■ **What you will do**
1 – In the race report, at what mile did the half marathoners split off?
2 – Carry on the race report after its last sentence.

■ **Text provided**

Age (at the time of first BQ): 29

Height (at the time of first BQ): 5’11”

Weight (at the time of first BQ): 153

At which marathon did you get your first BQ? Kiawah Island

Tell us a little about the race. Pancake flat course with half marathoners splitting off at mile 9. 50° and 100% humidity at the start approaching 60° by the finish. Just one other guy with me after the split. Ran together until he started slowing at the half. Seemed like everyone was falling apart on the 2nd half as I was passing everyone I saw. Struggled hard with quad pain last 7 miles, but managed to maintain pace for the most part.

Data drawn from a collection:
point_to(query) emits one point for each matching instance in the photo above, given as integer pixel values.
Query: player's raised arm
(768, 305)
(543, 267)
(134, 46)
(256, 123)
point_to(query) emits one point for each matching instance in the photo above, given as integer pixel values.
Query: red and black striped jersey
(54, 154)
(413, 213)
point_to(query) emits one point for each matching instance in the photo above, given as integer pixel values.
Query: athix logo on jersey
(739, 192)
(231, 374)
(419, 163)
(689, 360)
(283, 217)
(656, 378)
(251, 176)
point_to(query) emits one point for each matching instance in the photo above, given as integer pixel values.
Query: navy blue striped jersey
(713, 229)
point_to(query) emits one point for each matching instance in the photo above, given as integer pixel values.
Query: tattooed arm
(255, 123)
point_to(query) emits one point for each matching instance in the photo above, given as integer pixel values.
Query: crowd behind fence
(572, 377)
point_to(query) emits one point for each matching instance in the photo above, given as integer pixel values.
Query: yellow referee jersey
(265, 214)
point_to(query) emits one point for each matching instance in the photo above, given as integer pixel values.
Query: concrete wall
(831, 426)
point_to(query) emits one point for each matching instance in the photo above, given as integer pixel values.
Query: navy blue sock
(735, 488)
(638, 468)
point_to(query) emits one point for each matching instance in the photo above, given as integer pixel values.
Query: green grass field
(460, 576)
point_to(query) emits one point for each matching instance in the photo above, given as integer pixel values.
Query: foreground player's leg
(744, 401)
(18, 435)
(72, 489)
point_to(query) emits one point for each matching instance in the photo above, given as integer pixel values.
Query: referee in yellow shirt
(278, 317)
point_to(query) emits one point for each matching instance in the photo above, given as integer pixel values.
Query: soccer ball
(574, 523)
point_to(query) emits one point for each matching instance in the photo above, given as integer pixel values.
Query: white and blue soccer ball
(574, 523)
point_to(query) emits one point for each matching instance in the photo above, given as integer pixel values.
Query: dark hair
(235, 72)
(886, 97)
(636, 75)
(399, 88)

■ **Answers for the exercise**
1 – At mile 9.

2 –
How long had you been running when you ran your first BQ? 15 years, on and off, 5 continuous

Did you run in college or high school? Yes

What was your approximate lifetime mileage at the time of your first BQ? 13000

How many miles did you run in the year before your first BQ? 1870

Approximately how many races did you run in that year? 19

Did you follow a canned program? If so, which one? If not, can you give us an idea of what your training philosophy was? no

Did you run with a running club or utilize a coach? Yes

Did cross training play a role in your training? If so, how? Yes. My quads were what always failed on my late in the marathon. After a couple of PRs that spring I had a foot injury. After a few weeks off, I only ran about 25miles/week that summer and biked heavily. Didn’t start increasing mileage until September after nearly breaking the half PR I set before the injury.

Did speed work play a role in your training? If so, how? Yeah, that was one of my only runs during the summer.

Any other thoughts you would like to share with those of working towards a BQ? I had planned on running a marathon the previous December, but bailed late. Started hitting 60 mile weeks and ran 3 20 milers. Had some huge PRs in 8-15K races along the way.